Work instructions
Show each line of the items that contains the string "banner".

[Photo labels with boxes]
##########
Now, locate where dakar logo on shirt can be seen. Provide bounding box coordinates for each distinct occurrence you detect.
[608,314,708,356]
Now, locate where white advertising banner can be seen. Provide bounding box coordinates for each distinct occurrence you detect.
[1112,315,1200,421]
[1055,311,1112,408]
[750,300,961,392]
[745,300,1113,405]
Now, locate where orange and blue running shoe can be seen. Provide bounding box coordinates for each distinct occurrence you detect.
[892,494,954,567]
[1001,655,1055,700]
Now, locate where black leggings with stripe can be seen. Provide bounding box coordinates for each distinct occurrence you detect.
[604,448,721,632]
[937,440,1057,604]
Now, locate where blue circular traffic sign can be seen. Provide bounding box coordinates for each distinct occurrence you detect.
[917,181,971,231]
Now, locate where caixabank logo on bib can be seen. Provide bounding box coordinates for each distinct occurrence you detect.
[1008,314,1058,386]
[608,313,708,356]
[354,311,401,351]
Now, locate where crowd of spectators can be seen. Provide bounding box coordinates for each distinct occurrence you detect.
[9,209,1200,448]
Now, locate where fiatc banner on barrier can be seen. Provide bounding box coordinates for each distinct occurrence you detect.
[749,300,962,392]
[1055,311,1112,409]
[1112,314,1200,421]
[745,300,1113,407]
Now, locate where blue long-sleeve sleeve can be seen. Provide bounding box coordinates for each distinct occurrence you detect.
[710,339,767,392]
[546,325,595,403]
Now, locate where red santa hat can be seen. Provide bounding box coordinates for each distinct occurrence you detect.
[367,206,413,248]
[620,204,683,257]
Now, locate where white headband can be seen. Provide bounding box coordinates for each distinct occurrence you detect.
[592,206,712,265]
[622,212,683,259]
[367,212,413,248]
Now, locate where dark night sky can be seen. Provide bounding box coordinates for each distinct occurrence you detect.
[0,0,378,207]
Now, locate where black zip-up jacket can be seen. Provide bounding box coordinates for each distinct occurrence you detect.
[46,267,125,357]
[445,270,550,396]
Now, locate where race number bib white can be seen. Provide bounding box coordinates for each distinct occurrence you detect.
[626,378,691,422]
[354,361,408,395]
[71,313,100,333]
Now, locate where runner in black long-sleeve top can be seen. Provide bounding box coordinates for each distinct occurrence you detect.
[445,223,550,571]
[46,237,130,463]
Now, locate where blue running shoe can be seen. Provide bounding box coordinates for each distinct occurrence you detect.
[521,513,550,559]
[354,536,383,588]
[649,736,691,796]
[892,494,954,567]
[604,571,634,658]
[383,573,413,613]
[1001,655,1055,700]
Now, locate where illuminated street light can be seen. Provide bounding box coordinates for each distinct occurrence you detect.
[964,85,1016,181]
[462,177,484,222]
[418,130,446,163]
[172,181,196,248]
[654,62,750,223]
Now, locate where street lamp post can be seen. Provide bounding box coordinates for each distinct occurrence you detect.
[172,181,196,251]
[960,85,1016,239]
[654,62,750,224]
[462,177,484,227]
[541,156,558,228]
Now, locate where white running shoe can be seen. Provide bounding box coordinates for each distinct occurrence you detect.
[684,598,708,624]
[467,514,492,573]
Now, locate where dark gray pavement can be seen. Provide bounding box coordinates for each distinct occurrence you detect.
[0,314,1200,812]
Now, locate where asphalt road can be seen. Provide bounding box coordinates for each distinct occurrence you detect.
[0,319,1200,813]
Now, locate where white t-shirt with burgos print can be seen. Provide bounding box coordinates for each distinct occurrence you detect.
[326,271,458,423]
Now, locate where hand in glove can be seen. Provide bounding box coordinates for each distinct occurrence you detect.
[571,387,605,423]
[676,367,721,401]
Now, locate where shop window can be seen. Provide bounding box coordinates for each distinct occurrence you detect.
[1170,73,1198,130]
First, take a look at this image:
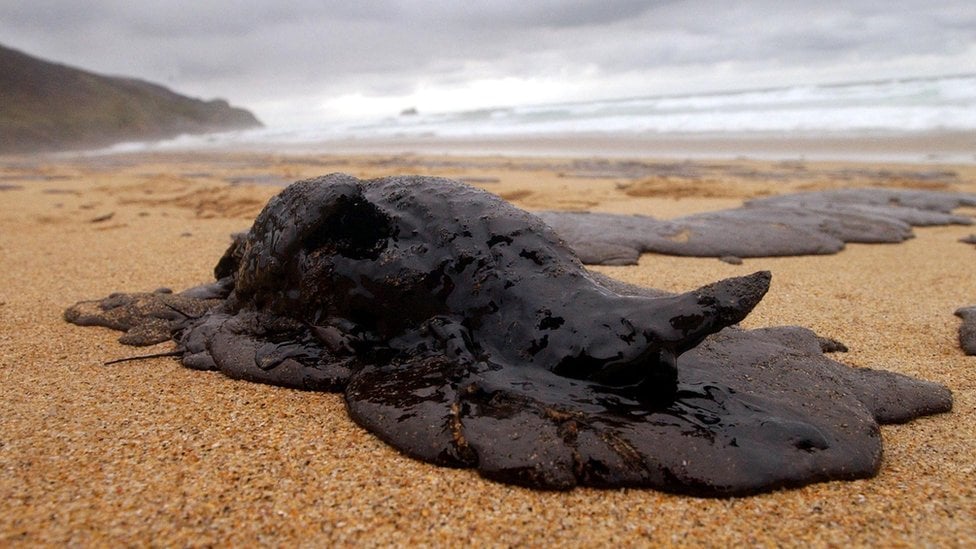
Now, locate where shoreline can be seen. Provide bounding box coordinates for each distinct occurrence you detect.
##########
Completed task
Now, locate where white advertising banner can be seen. Provide bounding box coordinates for each distinct occurrence you detect.
Now, locate where fiatc banner on barrier can be seen. Provide bounding box coordinates for each distinct occurrence you detect.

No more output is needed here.